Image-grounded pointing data
::::::

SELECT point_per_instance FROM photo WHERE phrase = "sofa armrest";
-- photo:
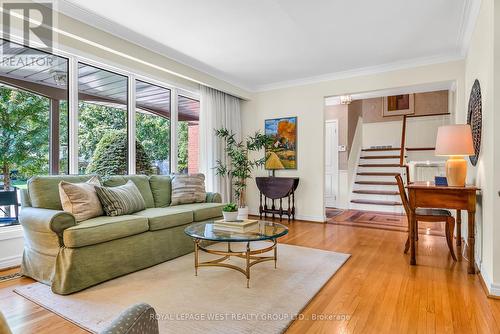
(46, 220)
(138, 318)
(213, 198)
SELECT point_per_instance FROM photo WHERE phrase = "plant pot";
(243, 213)
(230, 216)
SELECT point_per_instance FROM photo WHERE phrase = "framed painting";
(282, 154)
(397, 105)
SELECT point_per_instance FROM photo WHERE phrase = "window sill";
(11, 232)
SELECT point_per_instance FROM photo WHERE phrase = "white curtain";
(218, 110)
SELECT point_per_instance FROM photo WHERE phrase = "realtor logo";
(34, 19)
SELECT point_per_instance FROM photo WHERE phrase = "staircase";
(375, 187)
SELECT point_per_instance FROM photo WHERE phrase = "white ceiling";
(261, 44)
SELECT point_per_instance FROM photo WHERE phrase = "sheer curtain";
(217, 110)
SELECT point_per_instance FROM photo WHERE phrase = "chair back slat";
(402, 194)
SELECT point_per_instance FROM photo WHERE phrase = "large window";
(33, 116)
(187, 134)
(152, 129)
(102, 121)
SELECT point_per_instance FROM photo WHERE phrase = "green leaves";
(230, 207)
(240, 166)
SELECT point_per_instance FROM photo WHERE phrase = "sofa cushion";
(161, 187)
(163, 218)
(80, 199)
(203, 211)
(44, 190)
(188, 188)
(141, 181)
(121, 200)
(101, 229)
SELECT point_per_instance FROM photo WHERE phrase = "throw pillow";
(80, 199)
(188, 188)
(121, 200)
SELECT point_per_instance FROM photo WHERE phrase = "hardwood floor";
(376, 291)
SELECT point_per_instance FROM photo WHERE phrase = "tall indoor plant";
(239, 166)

::::::

* WORK INSTRUCTIONS *
Every record gets retyped exactly; no picture goes into the copy.

* REPLY *
SELECT point_per_instance FROM photo WHERE phrase = "sofa armrest";
-- photo:
(46, 220)
(138, 318)
(213, 198)
SELECT point_per_instance FROM photo WHERE phrase = "plant pot";
(243, 213)
(230, 216)
SELECT point_per_instance FROM photo WHERE phrase = "framed painting";
(282, 154)
(397, 105)
SELECT point_per_instance FROM photo WHERE phrase = "window sill";
(11, 232)
SELECT point_per_instance FROM photo WHERE phrase = "white curtain";
(218, 110)
SELECT point_per_instance FROM photo WHERE phrase = "realtor logo";
(34, 19)
SELECT point_per_instance FROM photo WHERE phrase = "staircase";
(375, 187)
SELECT point_per_instance FROM photo WHERE phrase = "white ceiling";
(261, 44)
SELECT point_per_instance FROM photo WHERE phrase = "sheer curtain";
(217, 110)
SELECT point_per_instance FROM photo WHERE phrase = "chair back slat";
(402, 194)
SELECT point_per_instance FROM photo WHERE phrase = "large window";
(33, 116)
(187, 134)
(152, 129)
(102, 121)
SELECT point_per_instance FROM photo WHERE phrase = "green leaves";
(230, 207)
(240, 166)
SELECT point_per_instance FROM photo WHERE phrase = "sofa cushion";
(161, 187)
(163, 218)
(80, 199)
(203, 211)
(44, 190)
(188, 188)
(141, 181)
(121, 200)
(101, 229)
SELECT point_per_instance FROM photo WHERE phrase = "throw pillow";
(80, 199)
(188, 188)
(121, 200)
SELECT point_per_instance FROM photo WHERE phrase = "hardwood floor";
(376, 291)
SELECT point_per_instance FROM photo WHERE phrase = "tall indoor plant";
(239, 166)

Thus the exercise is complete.